── Material shown ──

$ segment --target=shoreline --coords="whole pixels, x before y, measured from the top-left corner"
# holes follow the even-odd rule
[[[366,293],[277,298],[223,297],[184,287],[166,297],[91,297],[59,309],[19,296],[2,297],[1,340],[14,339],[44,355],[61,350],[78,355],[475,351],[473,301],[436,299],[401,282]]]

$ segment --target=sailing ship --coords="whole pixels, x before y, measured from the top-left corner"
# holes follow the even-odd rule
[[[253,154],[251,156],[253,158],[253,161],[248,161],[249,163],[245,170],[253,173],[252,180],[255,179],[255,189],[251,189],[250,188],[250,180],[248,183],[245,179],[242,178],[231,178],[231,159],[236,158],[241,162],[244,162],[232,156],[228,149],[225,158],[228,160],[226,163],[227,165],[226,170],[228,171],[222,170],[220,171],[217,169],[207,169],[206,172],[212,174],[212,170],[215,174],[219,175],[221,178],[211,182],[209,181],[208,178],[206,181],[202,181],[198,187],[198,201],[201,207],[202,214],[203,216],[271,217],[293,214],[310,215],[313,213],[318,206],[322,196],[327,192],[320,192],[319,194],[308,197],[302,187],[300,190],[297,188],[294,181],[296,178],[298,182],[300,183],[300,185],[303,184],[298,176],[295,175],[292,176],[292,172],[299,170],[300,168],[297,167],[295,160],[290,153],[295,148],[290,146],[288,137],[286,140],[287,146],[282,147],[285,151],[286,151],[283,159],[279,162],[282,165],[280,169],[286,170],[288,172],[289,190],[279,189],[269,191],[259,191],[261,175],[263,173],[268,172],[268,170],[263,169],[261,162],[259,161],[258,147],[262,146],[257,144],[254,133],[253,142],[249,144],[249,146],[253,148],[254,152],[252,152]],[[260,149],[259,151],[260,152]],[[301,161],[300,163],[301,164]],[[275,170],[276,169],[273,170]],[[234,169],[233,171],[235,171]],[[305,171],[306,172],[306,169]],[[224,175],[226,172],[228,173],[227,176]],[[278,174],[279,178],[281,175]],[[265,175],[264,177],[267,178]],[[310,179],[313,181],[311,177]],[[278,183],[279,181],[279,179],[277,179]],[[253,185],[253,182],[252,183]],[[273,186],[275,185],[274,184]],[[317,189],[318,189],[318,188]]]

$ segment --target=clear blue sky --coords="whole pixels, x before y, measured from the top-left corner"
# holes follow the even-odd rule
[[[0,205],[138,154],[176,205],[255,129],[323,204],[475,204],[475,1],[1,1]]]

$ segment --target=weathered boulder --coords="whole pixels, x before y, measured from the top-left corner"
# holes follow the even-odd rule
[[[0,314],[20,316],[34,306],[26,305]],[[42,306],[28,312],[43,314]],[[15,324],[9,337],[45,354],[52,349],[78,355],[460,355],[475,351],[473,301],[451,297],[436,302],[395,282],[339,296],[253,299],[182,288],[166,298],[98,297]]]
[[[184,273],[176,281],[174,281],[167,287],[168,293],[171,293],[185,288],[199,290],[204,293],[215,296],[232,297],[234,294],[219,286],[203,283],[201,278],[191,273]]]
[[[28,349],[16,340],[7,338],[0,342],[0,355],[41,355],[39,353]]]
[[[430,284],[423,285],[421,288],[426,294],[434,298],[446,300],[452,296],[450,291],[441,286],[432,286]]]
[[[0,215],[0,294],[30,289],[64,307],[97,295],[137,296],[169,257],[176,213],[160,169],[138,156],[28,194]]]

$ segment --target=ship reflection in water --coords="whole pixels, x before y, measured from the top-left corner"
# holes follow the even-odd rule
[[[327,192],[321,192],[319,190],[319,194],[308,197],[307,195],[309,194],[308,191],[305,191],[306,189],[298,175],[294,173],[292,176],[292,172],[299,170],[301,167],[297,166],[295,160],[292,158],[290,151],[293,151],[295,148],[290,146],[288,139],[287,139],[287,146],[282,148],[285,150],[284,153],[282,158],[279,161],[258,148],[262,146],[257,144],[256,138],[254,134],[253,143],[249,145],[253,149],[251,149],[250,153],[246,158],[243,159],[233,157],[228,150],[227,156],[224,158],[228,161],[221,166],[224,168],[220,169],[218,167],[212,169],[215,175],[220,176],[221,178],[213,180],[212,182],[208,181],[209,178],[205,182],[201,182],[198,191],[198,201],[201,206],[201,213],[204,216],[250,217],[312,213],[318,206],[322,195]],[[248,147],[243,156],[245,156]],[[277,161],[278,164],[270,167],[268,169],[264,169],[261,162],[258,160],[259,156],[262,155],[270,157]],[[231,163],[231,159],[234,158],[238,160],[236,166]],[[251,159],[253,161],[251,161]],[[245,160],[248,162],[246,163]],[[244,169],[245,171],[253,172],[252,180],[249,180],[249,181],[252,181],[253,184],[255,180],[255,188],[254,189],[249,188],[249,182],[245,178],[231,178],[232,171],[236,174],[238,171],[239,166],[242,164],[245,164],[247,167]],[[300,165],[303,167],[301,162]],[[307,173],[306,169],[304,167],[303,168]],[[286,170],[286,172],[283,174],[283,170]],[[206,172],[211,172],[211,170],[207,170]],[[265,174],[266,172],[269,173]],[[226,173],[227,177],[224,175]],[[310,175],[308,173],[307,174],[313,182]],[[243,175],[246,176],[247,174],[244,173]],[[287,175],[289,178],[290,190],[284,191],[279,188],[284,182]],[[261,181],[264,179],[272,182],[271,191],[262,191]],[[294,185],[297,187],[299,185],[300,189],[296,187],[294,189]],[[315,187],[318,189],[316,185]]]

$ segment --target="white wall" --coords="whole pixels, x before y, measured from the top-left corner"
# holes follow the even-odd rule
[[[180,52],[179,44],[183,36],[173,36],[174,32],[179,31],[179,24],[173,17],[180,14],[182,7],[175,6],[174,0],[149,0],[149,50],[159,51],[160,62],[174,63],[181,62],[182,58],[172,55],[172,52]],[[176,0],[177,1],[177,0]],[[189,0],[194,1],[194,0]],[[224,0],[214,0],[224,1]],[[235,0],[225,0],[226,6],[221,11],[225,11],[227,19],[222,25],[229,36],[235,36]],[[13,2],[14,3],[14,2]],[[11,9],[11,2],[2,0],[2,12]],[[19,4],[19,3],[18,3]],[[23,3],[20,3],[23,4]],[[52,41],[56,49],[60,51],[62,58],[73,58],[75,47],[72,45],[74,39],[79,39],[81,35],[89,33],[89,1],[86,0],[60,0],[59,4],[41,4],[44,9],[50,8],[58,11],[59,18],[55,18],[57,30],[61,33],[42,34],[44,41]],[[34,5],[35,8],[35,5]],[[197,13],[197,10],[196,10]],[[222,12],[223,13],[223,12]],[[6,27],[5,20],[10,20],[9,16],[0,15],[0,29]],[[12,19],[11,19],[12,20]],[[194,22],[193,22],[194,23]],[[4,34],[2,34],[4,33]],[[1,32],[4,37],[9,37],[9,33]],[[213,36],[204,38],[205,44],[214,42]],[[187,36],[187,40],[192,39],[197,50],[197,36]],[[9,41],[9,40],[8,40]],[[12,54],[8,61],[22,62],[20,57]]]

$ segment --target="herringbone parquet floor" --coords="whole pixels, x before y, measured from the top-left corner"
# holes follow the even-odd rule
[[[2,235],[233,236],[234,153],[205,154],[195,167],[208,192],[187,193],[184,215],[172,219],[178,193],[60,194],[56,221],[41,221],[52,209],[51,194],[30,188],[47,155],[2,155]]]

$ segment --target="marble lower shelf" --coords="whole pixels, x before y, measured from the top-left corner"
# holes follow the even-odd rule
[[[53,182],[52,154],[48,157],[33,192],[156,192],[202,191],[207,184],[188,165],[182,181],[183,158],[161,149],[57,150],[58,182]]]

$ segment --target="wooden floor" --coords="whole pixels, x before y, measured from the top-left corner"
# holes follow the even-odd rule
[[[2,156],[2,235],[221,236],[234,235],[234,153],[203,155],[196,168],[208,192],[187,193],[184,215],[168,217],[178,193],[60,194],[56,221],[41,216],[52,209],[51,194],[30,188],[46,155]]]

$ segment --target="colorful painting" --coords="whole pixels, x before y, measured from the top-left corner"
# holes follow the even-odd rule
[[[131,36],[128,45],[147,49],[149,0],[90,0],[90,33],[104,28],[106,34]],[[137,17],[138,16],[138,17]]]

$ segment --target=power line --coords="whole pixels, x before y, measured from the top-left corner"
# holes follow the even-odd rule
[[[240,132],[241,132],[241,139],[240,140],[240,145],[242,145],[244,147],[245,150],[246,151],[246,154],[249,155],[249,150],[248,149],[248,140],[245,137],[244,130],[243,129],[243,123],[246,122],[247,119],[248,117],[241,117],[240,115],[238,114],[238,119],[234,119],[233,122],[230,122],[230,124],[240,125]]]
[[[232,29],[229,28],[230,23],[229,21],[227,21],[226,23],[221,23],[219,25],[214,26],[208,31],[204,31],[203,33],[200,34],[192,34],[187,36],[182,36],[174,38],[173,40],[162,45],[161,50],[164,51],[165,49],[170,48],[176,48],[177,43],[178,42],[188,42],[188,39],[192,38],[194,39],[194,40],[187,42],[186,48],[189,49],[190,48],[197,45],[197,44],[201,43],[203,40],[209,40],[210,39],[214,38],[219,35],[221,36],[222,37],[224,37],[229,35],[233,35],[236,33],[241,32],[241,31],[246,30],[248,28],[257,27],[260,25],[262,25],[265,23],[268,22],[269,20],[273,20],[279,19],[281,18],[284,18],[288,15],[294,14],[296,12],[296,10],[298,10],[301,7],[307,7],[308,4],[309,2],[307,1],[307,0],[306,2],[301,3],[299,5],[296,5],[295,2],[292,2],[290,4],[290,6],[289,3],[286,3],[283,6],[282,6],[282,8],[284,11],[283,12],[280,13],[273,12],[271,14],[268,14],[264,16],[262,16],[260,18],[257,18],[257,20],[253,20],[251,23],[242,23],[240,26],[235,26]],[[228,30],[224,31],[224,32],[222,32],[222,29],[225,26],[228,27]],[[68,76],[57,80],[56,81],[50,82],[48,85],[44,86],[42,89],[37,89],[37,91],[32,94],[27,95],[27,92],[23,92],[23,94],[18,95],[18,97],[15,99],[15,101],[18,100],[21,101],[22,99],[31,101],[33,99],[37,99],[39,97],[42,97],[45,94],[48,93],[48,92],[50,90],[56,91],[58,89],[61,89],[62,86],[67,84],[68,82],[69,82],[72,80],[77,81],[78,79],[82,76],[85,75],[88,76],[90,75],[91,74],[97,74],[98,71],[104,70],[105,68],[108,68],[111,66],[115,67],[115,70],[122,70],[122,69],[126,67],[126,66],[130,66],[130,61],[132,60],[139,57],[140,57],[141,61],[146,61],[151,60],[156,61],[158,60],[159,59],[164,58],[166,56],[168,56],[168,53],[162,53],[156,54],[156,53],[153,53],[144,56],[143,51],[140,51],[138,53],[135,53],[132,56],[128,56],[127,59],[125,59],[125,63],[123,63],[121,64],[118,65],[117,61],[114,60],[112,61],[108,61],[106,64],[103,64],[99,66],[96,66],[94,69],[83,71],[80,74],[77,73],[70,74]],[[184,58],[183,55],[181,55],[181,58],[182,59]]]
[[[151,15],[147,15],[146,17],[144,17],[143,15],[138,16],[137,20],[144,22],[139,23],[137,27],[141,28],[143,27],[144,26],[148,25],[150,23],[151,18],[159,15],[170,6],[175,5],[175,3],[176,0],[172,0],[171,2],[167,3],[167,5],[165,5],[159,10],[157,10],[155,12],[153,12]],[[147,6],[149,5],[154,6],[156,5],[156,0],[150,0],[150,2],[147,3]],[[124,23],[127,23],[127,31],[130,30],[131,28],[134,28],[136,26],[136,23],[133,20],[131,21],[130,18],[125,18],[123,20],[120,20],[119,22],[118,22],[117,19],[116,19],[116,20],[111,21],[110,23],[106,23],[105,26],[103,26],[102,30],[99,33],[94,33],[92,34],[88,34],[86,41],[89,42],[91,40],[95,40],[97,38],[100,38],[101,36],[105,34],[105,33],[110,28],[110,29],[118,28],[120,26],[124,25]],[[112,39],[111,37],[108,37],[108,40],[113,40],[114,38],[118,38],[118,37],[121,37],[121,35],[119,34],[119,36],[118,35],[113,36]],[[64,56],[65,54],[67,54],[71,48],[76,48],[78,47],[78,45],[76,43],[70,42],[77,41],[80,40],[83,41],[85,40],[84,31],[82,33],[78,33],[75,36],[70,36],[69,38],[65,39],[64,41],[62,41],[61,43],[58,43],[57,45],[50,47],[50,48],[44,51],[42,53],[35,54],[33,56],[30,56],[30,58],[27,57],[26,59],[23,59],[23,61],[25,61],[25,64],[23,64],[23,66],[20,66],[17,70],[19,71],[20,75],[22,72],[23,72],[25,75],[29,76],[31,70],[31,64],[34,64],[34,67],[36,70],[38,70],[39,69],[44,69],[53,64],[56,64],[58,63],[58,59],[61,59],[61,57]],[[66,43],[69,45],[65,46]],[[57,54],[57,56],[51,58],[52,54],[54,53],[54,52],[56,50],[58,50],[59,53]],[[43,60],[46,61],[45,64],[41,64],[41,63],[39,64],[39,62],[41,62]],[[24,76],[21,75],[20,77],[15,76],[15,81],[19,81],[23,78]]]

───

What you have to do:
Count the lines in the records that contain the word "floor". Reply with the number only.

Written reply:
2